ASSIGNMENT 1:
Return the portion of the fibromyalgia article below, starting with "The sessions on" and going on through "treatment of fibromyalgia.", copied word for word.
ASSIGNMENT 2:
Take the fibromyalgia article below further, picking up right after its final sentence.

PASSAGE:
══════════

The sessions on fibromyalgia were rather popular at last week's American College of Rheumatology (ACR) Annual Scientific Meeting in San Francisco. One session I attended began at 8:00 one morning; by 8:10, the rather generous tray of croissants had been reduced to two, and one of those was missing ¼ of its original self, most likely the victim of one of our more calorie-conscious ACR members.
While there were certainly no breakthroughs, there were a number of studies presented regarding treatments which have been discussed in these virtual pages in the past, and which confirm their usefulness in the treatment of fibromyalgia.
Milnacipran continues to look good. This is the dual reuptake inhibitor of norepinephrine (NE) and serotonin (5-HT), with preference for NE reuptake inhibition.
Two studies were discussed which demonstrated pain improvement in fibromyalgia over a 15 week period. Another study found improvements in fibromyalgia symptoms are sustained for one year with milnacipran treatment: Study subjects showed improvements of up to 47% in 24-hour pain recall scores, and up to 47% improvement in weekly pain recall scores. Those treated with milnacipran also showed improvements in stiffness, tiredness, and depressed mood. The most commonly reported side effect was nausea (in about 18% of the study subjects taking milnacipran).

══════════

DATA FOR REVIEW:
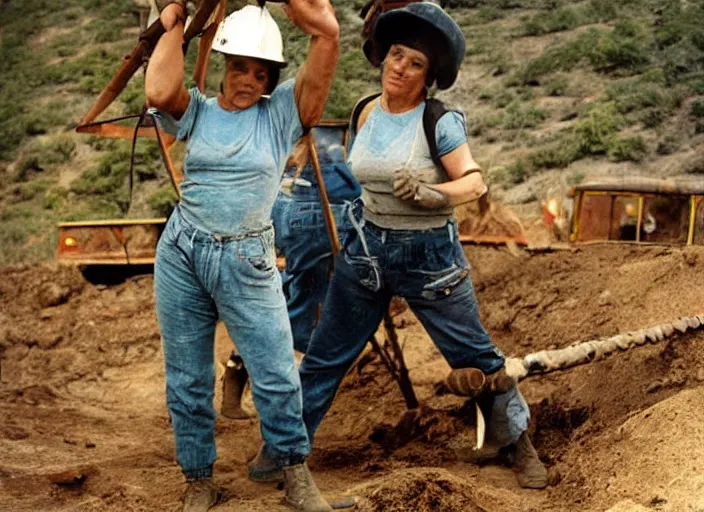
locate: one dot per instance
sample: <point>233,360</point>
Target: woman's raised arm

══════════

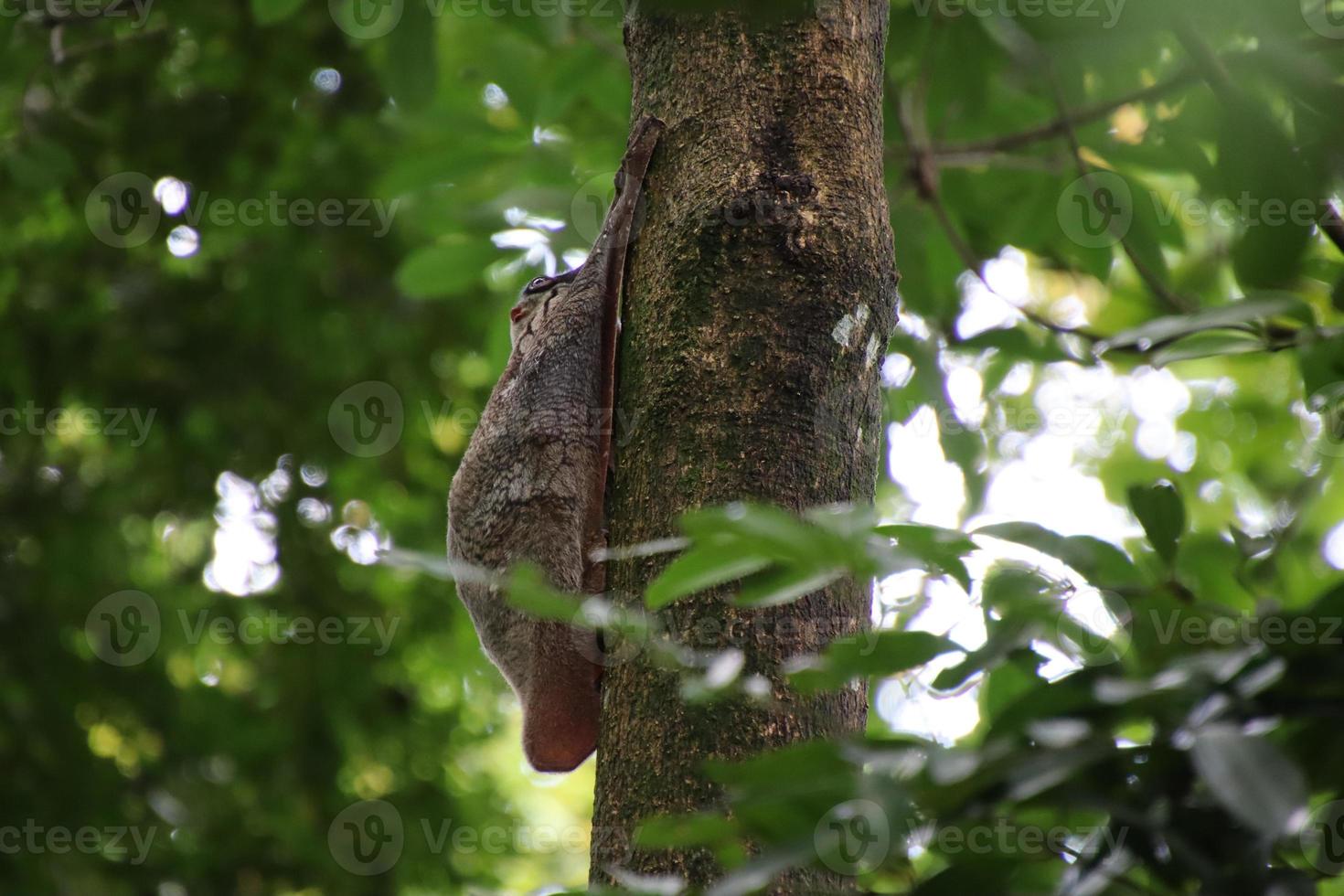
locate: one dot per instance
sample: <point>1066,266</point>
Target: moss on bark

══════════

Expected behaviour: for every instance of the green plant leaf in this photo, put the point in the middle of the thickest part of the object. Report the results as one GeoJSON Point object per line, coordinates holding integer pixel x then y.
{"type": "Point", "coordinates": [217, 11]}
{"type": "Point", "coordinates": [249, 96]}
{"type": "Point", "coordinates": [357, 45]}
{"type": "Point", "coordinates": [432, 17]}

══════════

ANSWER SPACE 1:
The sessions on fibromyalgia were rather popular at last week's American College of Rheumatology (ACR) Annual Scientific Meeting in San Francisco. One session I attended began at 8:00 one morning; by 8:10, the rather generous tray of croissants had been reduced to two, and one of those was missing ¼ of its original self, most likely the victim of one of our more calorie-conscious ACR members.
While there were certainly no breakthroughs, there were a number of studies presented regarding treatments which have been discussed in these virtual pages in the past, and which confirm their usefulness in the treatment of fibromyalgia.

ANSWER SPACE 2:
The effect milnacipran has on fatigue was examined in another study, as it is known that up to 90% of fibromyalgia patients suffer from fatigue which can last many years, and which can be profoundly disabling. And it was shown that milnacipran has beneficial effects as soon as one week of treatment; these were sustained for the duration of the 15 week study. Fatigue improved to a greater extent in pain responders compared to all placebo-treated patients-including pain responders and non-responders.
As many readers know, many medications used to treat fibromyalgia can cause weight gain. Researchers presented results last week of the analysis of two large studies involving milnacipran treatment of fibromyalgia patients: Interestingly, it was found that fibromyalgia patients treated with milnacipran tended to LOSE weight compared to patients on placebo. Now, that was refreshing and welcome news.
Another piece of croissant anyone?
Speaking of NE reuptake inhibitors, a new one was introduced at the meeting: It is called esreboxetine, and it is described as a highly selective NE reuptake inhibitor.
The results from a very preliminary study show it may be effective in relieving the pain and fatigue fibromyalgia patients experience. In fact, 43% of patients stated their condition was much improved as a result of taking esreboxetine, compared to just 23% of patients treated with placebo. The most common side effects were constipation, insomnia, dry mouth, headache and nausea.
We will all have to watch for further information on this new drug.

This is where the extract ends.